(Annotation dataset entries)
---
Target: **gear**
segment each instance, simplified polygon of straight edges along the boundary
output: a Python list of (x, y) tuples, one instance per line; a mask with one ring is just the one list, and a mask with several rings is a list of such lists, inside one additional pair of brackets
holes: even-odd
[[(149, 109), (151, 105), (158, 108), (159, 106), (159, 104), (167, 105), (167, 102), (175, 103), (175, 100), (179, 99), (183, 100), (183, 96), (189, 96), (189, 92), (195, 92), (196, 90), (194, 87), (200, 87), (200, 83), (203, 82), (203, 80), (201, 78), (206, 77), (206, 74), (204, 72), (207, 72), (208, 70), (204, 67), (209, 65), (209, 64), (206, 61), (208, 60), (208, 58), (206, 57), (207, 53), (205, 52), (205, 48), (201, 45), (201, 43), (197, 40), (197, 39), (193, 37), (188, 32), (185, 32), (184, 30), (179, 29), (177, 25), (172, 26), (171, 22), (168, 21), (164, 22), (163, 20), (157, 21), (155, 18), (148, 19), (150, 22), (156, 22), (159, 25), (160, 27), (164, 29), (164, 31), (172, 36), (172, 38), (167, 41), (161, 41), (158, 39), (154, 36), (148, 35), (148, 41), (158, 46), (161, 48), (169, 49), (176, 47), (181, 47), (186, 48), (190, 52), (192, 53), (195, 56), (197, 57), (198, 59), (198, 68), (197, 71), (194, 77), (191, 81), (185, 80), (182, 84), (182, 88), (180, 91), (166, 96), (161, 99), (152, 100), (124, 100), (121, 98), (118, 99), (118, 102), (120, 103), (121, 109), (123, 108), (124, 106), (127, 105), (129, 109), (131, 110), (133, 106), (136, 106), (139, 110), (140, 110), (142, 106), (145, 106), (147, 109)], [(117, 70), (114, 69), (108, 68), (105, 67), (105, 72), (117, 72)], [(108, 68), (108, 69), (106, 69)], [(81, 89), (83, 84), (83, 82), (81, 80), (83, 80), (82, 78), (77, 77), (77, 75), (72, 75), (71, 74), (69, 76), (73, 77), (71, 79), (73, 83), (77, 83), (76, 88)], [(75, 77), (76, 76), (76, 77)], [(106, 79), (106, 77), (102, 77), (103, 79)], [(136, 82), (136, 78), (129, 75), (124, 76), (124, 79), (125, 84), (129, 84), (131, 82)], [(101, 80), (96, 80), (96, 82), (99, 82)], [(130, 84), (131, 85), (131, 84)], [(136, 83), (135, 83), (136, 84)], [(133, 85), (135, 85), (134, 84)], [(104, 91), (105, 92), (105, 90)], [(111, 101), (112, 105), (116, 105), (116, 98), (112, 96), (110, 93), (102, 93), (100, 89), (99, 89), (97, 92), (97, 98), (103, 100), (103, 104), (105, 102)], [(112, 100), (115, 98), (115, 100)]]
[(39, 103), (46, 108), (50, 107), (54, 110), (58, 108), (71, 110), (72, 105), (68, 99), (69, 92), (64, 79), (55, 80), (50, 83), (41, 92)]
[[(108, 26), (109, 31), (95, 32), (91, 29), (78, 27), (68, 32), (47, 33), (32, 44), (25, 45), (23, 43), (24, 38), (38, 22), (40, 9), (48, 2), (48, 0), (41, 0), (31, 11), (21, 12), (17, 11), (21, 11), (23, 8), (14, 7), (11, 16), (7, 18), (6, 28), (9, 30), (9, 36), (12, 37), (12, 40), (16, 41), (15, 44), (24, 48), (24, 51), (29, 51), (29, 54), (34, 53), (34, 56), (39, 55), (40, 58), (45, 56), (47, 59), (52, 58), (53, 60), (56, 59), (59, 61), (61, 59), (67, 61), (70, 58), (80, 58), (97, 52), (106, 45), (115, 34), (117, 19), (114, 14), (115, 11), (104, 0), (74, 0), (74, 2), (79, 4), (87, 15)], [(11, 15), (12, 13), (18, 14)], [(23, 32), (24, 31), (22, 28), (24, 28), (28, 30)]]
---
**Instructions to follow**:
Please arrange the data above as a Markdown table with the columns No. and Line, giving each line its own row and leaving out any blank lines.

**Written answer**:
| No. | Line |
|---|---|
| 1 | Target: **gear** |
| 2 | segment each instance, simplified polygon of straight edges along the boundary |
| 3 | output: a Python list of (x, y) tuples, one instance per line; a mask with one ring is just the one list, and a mask with several rings is a list of such lists, inside one additional pair of brackets |
| 4 | holes: even-odd |
| 5 | [[(149, 109), (151, 105), (158, 108), (159, 106), (159, 104), (167, 105), (167, 102), (175, 103), (175, 100), (179, 99), (183, 100), (183, 96), (189, 96), (189, 92), (195, 92), (196, 90), (194, 87), (200, 87), (200, 83), (203, 82), (203, 80), (201, 78), (206, 77), (206, 74), (204, 72), (207, 72), (208, 70), (204, 67), (209, 65), (209, 64), (206, 61), (208, 60), (208, 58), (206, 57), (207, 53), (205, 52), (205, 48), (201, 45), (201, 43), (197, 40), (197, 39), (193, 37), (188, 32), (185, 32), (184, 30), (179, 29), (177, 25), (172, 26), (171, 22), (168, 21), (164, 22), (163, 20), (157, 21), (155, 18), (148, 19), (150, 22), (156, 22), (159, 25), (160, 27), (164, 29), (164, 31), (172, 36), (172, 38), (167, 41), (161, 41), (158, 39), (154, 36), (148, 35), (148, 41), (158, 46), (161, 48), (169, 49), (176, 47), (181, 47), (186, 48), (190, 52), (192, 53), (195, 56), (197, 57), (198, 59), (198, 68), (197, 71), (194, 77), (191, 81), (185, 80), (182, 84), (182, 88), (180, 91), (166, 96), (161, 99), (152, 100), (124, 100), (121, 98), (118, 99), (118, 102), (120, 103), (121, 109), (123, 108), (124, 106), (127, 105), (129, 109), (131, 110), (133, 106), (136, 106), (139, 110), (140, 110), (142, 106), (145, 106), (147, 109)], [(117, 70), (114, 69), (108, 68), (105, 67), (105, 72), (117, 72)], [(108, 68), (108, 69), (106, 69)], [(81, 89), (83, 84), (83, 82), (81, 80), (83, 80), (82, 78), (77, 77), (77, 75), (72, 75), (71, 74), (69, 76), (73, 77), (71, 79), (73, 83), (77, 83), (76, 88)], [(75, 77), (76, 76), (76, 77)], [(106, 79), (106, 77), (102, 77), (103, 79)], [(136, 82), (136, 78), (129, 75), (124, 76), (124, 79), (125, 84), (129, 84), (131, 82)], [(101, 80), (96, 80), (96, 82), (99, 82)], [(130, 84), (131, 85), (131, 84)], [(136, 83), (135, 83), (136, 84)], [(133, 85), (135, 85), (134, 84)], [(104, 91), (105, 92), (105, 90)], [(111, 101), (112, 105), (116, 105), (116, 98), (112, 96), (110, 93), (102, 93), (100, 89), (99, 89), (97, 92), (97, 98), (103, 100), (103, 104), (105, 102)], [(112, 100), (115, 98), (115, 100)]] |
| 6 | [(39, 103), (46, 108), (50, 107), (54, 110), (58, 108), (71, 110), (72, 105), (68, 99), (69, 92), (64, 79), (55, 80), (50, 83), (41, 92)] |
| 7 | [[(108, 26), (109, 31), (95, 32), (91, 29), (78, 27), (68, 32), (47, 33), (32, 44), (25, 45), (23, 43), (24, 38), (38, 22), (40, 9), (48, 2), (48, 0), (41, 0), (31, 11), (21, 12), (17, 11), (21, 11), (23, 8), (14, 7), (11, 16), (7, 18), (6, 28), (9, 30), (9, 36), (12, 37), (12, 40), (16, 41), (15, 44), (24, 48), (24, 51), (29, 51), (29, 54), (34, 53), (34, 56), (39, 55), (40, 58), (45, 56), (47, 59), (52, 58), (53, 60), (56, 59), (59, 61), (61, 59), (67, 61), (70, 58), (80, 58), (97, 52), (106, 45), (115, 34), (117, 19), (114, 14), (115, 11), (104, 0), (74, 0), (74, 2), (79, 4), (87, 15)], [(11, 15), (12, 13), (18, 14)], [(23, 32), (24, 31), (22, 28), (24, 28), (28, 30)]] |